ALS: The disease behind the Ice Bucket Challenges - WAFB 9 News Baton Rouge, Louisiana News, Weather, Sports

ALS: The disease behind the Ice Bucket Challenges

LA Gov. Bobby Jindal accepts ALS Ice Bucket Challenge LA Gov. Bobby Jindal accepts ALS Ice Bucket Challenge
BATON ROUGE, LA (WAFB) -

From news casters to first responders and celebrities, it seems everyone is taking the ice bucket challenge. But, what's behind all that cold, cold water?

The chilly challenge apparently started a few months ago as a way to raise money for various charities. Then a family in Boston took up the challenge in the name of a disease called ALS. From there it went viral.

The challenge is simple. If you're called out, you have two options: take the plunge and donate $10 to a local ALS group, or stay dry and donate a $100. So far, the national ALS Association says $9.5 million have been donated this year. Last year at this time, the group only had just over $1 million.

However, behind the videos, there are thousands of patients facing an overwhelming challenge. ALS is a progressive neurodegenerative disease that affects nerve cells in the brain and spinal cord. As it progresses, it slowly strips away a person's ability to walk, talk, swallow and even breathe. There's no cure and treatment consists of managing symptoms. Most patients diagnosed are only expected to live a few years.

# Data excerpts:

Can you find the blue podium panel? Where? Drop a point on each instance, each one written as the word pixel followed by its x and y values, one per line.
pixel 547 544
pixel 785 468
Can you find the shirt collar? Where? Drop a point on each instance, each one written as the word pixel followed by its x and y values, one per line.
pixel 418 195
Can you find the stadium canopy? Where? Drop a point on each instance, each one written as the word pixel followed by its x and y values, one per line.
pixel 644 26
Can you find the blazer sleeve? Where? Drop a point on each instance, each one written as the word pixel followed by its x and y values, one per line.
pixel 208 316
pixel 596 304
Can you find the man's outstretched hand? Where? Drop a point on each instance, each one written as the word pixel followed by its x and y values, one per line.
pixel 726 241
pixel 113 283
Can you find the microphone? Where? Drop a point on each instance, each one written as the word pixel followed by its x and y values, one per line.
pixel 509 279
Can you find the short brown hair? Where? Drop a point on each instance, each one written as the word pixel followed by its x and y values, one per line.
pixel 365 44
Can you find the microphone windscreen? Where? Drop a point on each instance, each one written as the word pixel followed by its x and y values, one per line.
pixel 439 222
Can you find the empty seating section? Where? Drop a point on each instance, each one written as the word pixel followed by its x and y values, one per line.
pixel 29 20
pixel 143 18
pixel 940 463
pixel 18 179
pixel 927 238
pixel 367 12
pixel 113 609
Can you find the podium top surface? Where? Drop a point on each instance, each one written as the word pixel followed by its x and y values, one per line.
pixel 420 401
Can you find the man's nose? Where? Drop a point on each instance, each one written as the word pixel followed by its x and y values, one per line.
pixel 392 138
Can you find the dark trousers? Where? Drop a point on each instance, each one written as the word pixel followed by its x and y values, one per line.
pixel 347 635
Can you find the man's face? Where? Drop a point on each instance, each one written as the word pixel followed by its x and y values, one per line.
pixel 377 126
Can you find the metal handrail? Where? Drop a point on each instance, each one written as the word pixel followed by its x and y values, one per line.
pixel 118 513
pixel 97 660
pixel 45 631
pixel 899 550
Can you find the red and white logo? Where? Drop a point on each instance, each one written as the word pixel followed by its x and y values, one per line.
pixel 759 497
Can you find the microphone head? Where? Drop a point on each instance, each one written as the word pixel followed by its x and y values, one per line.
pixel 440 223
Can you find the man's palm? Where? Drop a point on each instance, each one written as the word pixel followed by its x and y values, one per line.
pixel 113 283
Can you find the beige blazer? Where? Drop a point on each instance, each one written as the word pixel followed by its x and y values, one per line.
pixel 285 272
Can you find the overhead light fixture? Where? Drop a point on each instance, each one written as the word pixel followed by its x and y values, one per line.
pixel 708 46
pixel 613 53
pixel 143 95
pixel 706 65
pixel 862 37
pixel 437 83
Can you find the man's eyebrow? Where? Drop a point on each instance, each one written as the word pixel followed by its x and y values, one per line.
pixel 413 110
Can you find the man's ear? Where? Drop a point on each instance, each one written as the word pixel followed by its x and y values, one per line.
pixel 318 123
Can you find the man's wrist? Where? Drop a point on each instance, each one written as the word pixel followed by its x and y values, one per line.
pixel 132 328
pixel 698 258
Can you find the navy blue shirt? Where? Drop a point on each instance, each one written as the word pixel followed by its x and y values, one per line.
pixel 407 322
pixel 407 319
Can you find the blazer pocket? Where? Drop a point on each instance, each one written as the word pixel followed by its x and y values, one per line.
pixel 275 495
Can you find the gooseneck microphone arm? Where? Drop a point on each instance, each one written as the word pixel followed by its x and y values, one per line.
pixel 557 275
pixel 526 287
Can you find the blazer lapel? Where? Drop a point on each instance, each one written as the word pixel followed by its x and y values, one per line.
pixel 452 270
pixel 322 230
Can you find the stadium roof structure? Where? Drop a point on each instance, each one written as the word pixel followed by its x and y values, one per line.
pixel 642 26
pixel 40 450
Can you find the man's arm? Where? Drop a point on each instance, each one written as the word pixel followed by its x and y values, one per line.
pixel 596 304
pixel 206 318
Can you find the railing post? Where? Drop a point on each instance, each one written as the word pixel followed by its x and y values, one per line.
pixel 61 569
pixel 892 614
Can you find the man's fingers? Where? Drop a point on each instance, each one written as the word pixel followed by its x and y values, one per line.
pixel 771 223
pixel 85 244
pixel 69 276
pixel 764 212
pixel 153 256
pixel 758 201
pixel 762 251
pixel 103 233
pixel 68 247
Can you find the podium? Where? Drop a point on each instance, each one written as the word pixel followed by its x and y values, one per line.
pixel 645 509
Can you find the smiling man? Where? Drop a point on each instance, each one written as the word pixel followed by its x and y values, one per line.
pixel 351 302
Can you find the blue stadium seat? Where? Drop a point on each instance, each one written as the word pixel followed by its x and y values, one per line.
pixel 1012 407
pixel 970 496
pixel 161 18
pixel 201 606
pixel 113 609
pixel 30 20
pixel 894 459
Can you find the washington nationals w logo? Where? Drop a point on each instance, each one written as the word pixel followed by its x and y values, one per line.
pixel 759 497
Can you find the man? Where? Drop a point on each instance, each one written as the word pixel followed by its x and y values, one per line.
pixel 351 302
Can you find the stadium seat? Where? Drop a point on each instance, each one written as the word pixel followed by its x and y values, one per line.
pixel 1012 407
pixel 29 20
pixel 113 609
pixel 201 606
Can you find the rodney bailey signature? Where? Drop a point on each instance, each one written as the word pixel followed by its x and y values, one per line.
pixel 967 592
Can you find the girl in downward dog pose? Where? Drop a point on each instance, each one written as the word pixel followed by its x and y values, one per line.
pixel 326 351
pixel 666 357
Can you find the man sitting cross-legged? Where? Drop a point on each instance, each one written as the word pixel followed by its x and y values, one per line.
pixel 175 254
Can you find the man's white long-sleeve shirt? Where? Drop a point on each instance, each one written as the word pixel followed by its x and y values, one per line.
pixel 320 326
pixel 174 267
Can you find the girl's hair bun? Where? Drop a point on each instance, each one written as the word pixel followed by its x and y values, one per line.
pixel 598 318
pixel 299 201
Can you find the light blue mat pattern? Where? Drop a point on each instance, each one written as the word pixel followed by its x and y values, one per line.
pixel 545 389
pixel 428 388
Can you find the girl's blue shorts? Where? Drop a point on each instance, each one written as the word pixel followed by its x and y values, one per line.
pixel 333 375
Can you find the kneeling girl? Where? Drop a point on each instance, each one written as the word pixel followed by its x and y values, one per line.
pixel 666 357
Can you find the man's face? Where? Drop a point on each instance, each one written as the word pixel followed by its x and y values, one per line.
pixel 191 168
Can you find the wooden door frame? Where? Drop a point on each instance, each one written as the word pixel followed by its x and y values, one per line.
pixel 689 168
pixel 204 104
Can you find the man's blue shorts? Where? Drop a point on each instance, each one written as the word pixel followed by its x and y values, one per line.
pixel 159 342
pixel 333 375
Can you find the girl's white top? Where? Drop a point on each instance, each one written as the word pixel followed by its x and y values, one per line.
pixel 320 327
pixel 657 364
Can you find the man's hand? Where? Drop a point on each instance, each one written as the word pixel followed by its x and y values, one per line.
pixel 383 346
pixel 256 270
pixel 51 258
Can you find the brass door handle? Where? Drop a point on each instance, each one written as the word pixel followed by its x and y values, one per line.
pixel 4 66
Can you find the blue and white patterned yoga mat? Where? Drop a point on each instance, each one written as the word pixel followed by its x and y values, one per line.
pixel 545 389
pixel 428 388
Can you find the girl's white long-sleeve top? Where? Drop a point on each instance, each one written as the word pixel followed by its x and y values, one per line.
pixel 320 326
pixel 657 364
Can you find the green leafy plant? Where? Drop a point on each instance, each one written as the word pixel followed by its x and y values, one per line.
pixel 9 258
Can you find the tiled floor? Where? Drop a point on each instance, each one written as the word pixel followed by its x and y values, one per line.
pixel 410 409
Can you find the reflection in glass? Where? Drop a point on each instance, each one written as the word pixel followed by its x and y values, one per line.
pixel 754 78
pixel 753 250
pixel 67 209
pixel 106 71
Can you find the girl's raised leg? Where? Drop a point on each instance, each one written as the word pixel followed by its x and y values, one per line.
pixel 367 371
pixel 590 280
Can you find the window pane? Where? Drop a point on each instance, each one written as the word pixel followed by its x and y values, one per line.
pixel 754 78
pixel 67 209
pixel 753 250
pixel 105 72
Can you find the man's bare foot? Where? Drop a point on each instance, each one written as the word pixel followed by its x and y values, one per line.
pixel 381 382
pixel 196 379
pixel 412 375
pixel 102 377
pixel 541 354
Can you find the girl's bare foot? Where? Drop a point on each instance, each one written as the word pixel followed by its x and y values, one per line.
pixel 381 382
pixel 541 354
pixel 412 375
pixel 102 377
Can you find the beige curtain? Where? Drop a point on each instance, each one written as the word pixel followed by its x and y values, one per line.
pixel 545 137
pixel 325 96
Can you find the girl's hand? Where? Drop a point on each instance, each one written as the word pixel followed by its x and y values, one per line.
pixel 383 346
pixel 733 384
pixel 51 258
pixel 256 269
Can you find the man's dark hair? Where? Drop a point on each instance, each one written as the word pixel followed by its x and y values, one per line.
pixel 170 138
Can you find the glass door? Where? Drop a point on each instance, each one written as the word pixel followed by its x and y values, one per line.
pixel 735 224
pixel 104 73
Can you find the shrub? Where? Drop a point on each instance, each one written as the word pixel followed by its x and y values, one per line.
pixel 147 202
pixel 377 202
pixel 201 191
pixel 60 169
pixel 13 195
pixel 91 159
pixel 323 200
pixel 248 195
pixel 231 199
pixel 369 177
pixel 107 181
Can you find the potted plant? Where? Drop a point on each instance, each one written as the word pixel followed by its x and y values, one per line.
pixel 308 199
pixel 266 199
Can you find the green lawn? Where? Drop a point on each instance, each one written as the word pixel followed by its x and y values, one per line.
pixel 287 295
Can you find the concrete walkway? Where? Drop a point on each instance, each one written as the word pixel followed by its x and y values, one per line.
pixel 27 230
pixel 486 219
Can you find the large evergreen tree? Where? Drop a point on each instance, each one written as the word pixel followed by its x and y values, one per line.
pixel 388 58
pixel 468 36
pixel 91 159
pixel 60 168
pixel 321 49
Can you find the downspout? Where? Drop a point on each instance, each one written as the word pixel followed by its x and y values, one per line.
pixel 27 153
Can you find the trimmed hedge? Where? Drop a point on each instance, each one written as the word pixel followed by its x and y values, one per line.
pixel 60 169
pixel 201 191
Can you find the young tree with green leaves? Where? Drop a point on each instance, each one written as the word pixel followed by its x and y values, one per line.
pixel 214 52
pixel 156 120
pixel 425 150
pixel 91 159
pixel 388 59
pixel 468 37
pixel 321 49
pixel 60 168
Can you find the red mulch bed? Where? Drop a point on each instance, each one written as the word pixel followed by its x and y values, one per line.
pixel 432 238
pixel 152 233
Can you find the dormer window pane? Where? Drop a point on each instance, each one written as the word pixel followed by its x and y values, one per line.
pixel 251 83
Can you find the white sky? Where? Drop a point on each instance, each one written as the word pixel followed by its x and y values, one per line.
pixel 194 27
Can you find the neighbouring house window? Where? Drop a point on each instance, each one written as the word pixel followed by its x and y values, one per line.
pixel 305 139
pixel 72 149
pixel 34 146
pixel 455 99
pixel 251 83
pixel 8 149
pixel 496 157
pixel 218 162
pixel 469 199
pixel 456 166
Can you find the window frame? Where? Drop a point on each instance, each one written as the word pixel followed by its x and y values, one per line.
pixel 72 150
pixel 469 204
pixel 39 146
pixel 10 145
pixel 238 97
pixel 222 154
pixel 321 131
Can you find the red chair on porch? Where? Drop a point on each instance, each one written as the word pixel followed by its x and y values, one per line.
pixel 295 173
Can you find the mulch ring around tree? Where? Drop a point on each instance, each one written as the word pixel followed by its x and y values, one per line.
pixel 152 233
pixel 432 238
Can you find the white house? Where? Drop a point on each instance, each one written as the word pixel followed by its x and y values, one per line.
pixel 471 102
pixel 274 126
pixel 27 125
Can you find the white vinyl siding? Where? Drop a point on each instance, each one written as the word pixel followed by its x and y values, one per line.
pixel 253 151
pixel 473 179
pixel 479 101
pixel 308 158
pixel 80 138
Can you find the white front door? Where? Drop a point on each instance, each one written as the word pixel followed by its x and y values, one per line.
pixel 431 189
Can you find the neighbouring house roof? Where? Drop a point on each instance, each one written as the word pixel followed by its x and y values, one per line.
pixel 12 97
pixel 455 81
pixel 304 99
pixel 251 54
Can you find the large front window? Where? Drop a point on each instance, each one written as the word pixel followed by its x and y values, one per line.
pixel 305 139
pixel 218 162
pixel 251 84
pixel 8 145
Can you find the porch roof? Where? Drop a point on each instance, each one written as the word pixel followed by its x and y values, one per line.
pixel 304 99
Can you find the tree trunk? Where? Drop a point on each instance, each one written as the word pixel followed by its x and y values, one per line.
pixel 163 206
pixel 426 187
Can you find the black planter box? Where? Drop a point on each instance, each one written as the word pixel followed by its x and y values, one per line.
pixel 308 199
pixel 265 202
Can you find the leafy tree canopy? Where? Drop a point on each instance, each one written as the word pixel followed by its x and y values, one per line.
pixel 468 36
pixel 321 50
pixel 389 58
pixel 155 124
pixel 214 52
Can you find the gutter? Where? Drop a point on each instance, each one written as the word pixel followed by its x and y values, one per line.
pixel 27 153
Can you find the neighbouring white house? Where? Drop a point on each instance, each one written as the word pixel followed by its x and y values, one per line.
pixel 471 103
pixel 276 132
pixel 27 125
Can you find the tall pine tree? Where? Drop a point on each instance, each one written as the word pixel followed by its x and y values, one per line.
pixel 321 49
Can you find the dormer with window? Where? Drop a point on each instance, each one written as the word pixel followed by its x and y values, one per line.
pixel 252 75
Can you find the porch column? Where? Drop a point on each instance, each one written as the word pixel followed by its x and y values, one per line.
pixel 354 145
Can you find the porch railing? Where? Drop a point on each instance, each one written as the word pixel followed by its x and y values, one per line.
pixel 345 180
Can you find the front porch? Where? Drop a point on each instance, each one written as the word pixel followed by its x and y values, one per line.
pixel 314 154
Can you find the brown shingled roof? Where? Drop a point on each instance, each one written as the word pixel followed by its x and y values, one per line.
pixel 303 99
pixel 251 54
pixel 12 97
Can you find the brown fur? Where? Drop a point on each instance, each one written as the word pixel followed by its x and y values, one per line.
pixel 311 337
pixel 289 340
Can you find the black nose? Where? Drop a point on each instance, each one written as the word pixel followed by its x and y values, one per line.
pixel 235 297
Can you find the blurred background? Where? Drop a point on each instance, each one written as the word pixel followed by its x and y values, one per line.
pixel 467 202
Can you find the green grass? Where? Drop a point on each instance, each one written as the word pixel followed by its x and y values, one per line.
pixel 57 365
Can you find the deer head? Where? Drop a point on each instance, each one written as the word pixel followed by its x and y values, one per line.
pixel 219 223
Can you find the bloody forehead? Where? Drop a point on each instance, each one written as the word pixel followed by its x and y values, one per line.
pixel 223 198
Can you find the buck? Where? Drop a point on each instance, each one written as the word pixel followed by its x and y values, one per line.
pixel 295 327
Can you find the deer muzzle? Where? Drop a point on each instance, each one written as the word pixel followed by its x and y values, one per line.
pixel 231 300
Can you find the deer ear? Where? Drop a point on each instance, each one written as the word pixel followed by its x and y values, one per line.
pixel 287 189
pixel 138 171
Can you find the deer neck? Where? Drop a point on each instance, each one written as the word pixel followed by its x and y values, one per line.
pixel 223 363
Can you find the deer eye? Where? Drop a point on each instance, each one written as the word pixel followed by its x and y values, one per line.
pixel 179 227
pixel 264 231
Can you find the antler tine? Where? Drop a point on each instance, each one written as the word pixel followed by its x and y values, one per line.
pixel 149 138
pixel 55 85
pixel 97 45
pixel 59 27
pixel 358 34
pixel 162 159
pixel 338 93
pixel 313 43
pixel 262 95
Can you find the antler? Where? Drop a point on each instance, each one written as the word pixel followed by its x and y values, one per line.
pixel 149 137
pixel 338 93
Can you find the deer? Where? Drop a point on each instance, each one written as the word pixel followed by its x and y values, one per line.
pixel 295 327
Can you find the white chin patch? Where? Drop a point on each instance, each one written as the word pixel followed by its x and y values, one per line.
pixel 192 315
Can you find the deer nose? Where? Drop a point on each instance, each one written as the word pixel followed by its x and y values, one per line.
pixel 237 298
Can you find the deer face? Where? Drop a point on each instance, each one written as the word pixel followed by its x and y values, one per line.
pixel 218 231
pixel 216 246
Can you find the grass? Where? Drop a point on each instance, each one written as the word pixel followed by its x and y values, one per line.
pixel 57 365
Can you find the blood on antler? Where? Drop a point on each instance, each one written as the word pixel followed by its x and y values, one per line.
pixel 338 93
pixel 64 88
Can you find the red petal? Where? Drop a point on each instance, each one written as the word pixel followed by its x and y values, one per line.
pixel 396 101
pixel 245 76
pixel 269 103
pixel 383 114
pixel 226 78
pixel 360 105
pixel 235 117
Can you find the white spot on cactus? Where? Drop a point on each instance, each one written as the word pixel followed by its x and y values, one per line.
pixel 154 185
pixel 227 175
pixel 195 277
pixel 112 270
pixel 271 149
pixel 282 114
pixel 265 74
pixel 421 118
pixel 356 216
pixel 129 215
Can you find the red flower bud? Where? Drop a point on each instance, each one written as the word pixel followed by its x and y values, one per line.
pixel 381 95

# Work instruction 1:
How would you put this sentence from the ALS article into Spanish: "ALS is a progressive neurodegenerative disease that affects nerve cells in the brain and spinal cord."?
# Work instruction 2:
Could you carry on the ALS article from its last sentence?

# Exercise response 1:
La ELA es una enfermedad neurodegenerativa progresiva que afecta a las células nerviosas del cerebro y de la médula espinal.

# Exercise response 2:
"Many people describe it as being trapped in your own body," said Jaime Craig with the ALS Association of Louisiana and Mississippi.

Donations help groups like the local chapter of the ALS Association. The organization provides support groups, medical equipment and more to families throughout both states. All of their services are free.

ALS can cost patients up to $250,000 a year and many times needed equipment is not covered by insurance.

“We're hear to fill in the gaps that the health care community can't address,” said Craig.

Craig explains that every dollar donated helps. Even just $25 can purchase a set of adaptive eating equipment for patients who have lost the ability to lose their hands. Craig says the awareness garnered by the viral videos is just as important.

“Awareness is one of the most important things to us. About half of the general public doesn't even know what ALS is. Any chance there is to spread the word, they're going to take it no matter how silly it is,” said Craig.